Excerpts from a dataset:
* * *
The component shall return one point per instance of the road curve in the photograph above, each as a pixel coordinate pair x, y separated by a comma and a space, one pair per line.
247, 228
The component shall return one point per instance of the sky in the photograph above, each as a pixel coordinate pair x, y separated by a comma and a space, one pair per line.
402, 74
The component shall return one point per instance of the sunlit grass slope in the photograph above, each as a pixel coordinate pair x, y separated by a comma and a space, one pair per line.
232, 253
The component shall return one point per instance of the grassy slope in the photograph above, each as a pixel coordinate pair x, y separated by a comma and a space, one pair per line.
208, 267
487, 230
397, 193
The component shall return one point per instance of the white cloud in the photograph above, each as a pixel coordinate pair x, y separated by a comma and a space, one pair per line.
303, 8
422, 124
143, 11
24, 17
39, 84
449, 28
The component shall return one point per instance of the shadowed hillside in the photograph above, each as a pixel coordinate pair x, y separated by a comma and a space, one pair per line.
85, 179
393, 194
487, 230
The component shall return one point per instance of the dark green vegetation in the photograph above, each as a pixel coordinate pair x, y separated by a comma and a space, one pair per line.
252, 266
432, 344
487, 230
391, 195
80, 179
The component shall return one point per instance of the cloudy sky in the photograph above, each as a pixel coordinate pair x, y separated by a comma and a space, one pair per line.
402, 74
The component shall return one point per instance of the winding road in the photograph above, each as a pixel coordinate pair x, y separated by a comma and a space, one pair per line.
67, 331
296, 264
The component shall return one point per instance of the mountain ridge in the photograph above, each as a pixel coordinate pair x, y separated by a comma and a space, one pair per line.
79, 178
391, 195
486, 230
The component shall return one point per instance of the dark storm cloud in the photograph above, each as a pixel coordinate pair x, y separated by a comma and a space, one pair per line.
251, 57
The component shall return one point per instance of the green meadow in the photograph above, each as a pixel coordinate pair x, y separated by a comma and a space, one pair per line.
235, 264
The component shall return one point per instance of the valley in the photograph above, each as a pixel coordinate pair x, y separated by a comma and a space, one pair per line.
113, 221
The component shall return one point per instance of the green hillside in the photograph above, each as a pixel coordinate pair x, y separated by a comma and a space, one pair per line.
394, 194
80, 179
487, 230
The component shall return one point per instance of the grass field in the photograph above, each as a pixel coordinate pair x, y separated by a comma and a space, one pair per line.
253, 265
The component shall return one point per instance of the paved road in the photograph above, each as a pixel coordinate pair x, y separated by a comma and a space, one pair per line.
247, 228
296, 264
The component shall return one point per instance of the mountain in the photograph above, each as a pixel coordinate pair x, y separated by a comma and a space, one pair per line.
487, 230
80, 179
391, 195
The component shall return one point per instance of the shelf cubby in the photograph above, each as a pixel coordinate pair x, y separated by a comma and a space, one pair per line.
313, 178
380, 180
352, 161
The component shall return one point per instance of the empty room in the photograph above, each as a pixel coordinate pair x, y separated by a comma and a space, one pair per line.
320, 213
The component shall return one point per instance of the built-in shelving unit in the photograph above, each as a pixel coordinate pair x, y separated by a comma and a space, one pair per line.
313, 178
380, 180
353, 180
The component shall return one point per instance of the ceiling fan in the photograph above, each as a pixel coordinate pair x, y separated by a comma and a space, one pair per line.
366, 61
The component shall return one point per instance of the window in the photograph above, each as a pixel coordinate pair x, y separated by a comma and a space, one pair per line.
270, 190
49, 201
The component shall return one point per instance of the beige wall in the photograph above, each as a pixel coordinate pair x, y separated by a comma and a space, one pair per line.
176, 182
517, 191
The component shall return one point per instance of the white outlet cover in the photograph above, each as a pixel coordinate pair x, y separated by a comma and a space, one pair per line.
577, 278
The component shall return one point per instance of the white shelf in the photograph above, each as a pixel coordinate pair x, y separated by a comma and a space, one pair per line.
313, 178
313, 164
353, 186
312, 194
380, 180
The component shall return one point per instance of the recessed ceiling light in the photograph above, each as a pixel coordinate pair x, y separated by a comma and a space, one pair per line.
* * *
What the task asks:
Copy every line of the data above exactly.

Expected answer:
The component shall return one point per instance of the road curve in the photograph above, each as a pixel coordinate pair x, y separated by a comma and a space, one pair per line.
247, 228
The component shall return one point per instance of the sky in the photograph above, each as a pixel coordinate pair x, y separated by a comma and a space, one pair per line.
402, 74
The component shall return one point per instance of the sunlit grass slope in the photograph above, each as a pixel coordinate pair x, y separated by a comma and a space, one pair per line.
232, 253
The component shall return one point per instance of the grassy slope in the photograph above, each as a pixel coordinate pair x, y separated by a comma and a space, one pair per line.
208, 267
487, 230
397, 193
The component shall return one point per instance of the white cloud in the photograph above, each as a pixel coordinate pair x, y separated by a comma and a space, one pair per line.
303, 8
422, 124
143, 11
24, 17
39, 84
449, 28
The component shall return one point per instance of the shadowed hillside in the photograph above, each as a pixel coordinate pair x, y separated by a comma and a space, one pair per line.
85, 179
393, 194
487, 230
The component shall return one point per instance of the dark green vegetation in the photograph above, each as a pixel coordinate pair x, y separated by a comma and a space, one pair per line.
252, 266
432, 344
487, 230
391, 195
80, 179
The component shall return one point per instance of the cloudy sky in the photograph above, each as a pixel coordinate pair x, y separated by a comma and a space, one pair per line.
402, 74
The component shall return one point per instance of the winding road in the photograph above, each as a pixel coordinate pair x, y separated by a comma and a space, one pair per line.
67, 331
296, 264
The component shall return one point per instance of the mountain ridge in the photograph above, each as a pixel coordinate pair x, y separated by a comma and a space, one pair per line.
79, 178
391, 195
486, 230
The component shall return one point per instance of the dark storm cloud in the photograph above, each as a pixel coordinate pair x, y separated by a comma and a space, one pair per line.
251, 57
The component shall return one point per instance of the green meadow in the photograph above, each as a pixel coordinate pair x, y separated by a comma and a space, one pair per line.
235, 264
The component shall return one point per instance of the valley in the photograph above, each as a pixel coordinate pair x, y separated by a comma and a space, one pair per line.
113, 221
The component shall return one point per instance of the green hillside in the photograph above, each as a pixel coordinate pair x, y separated by a comma and a space, one pair per line.
394, 194
80, 179
487, 230
The component shall return one point per instance of the grass field in the photograph above, each as a pixel coordinate pair x, y separated by a comma and a space, one pair per line.
253, 265
The component shall return one point per instance of the paved road in the photograph above, each as a pixel coordinate pair x, y separated by a comma and a space, one pair per line.
247, 228
296, 264
The component shall return one point per instance of the mountain in the photograph above, each as a pixel coordinate pair x, y separated by a comma and a space, one pair per line.
487, 230
80, 179
391, 195
The component shall return one point per instance of the shelf cubby in the photograph above, each as a pixel coordinate pair x, y separated by a comma and a space, one pair per line.
313, 178
380, 180
352, 161
The component shall return one point per instance of the empty room in the photograph above, each as a pixel coordinate pair x, y separated by a comma and a space, one pair per line.
320, 213
The component shall return one point per instance of the built-in shelving unit in the photograph above, each as a pixel coordinate pair x, y separated by a comma and a space, one pair per line.
313, 178
380, 180
353, 180
The component shall return one point per instance of the ceiling fan in the photograph above, each as a pixel coordinate pair x, y separated by a comma and a space, one pair per line.
366, 61
The component shall return one point per instance of the window in the photograph above, each as a pixel coordinate pair x, y separated by a comma and a space, one pair per line.
270, 190
49, 201
The component shall return one point per instance of the beige wall in the photograph above, each as a pixel coordinate pair x, y separated by a comma and a space, one pair per line.
176, 182
517, 191
The component shall return one point per instance of the white outlet cover in the photograph above, each as a pixel coordinate pair x, y separated by a comma and a space, one pair per line.
577, 278
The component shall return one point per instance of the white shelf in the photograph above, each as a pixel coordinate pair x, y separated by a comma and a space, one pair per line.
313, 178
313, 164
353, 186
312, 194
380, 180
The component shall return one point per instance of the recessed ceiling light in the photograph above, each as a pixel coordinate pair x, y separated by a comma and a space, one pair per line.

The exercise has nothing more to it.